WORK REQUEST: Your reply should consist solely of the number of lines in the data that contain "exactly".

[Opening DATA FOR THIS EXERCISE section]

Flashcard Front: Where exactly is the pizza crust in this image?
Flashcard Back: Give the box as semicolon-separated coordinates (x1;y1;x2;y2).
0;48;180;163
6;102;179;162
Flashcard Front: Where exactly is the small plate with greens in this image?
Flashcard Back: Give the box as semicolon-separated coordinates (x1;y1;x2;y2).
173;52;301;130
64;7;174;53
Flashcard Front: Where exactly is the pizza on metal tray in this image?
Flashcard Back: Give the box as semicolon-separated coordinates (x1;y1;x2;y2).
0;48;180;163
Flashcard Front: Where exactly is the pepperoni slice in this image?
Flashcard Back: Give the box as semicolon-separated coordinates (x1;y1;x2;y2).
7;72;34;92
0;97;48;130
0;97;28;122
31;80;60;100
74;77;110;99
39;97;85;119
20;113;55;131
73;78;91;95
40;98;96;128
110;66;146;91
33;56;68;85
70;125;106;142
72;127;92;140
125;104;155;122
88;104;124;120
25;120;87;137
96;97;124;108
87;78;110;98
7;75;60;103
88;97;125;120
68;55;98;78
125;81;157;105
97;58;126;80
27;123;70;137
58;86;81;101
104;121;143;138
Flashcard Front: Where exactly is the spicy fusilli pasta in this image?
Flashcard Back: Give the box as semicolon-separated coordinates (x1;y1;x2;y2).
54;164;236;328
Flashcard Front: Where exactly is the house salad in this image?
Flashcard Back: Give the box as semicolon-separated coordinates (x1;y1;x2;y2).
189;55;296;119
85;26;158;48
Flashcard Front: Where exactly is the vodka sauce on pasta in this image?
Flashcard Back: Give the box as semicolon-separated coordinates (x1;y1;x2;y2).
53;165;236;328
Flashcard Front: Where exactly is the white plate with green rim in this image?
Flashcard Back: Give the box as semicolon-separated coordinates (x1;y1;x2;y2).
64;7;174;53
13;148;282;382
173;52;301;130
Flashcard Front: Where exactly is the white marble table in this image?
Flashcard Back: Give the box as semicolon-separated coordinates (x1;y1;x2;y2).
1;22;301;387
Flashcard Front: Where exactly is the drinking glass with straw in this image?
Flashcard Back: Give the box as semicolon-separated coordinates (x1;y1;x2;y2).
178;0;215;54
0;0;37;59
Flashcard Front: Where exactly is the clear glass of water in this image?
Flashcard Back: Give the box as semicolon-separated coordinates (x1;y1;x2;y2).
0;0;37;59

[Closing DATA FOR THIS EXERCISE section]

SOLUTION TO THIS EXERCISE: 11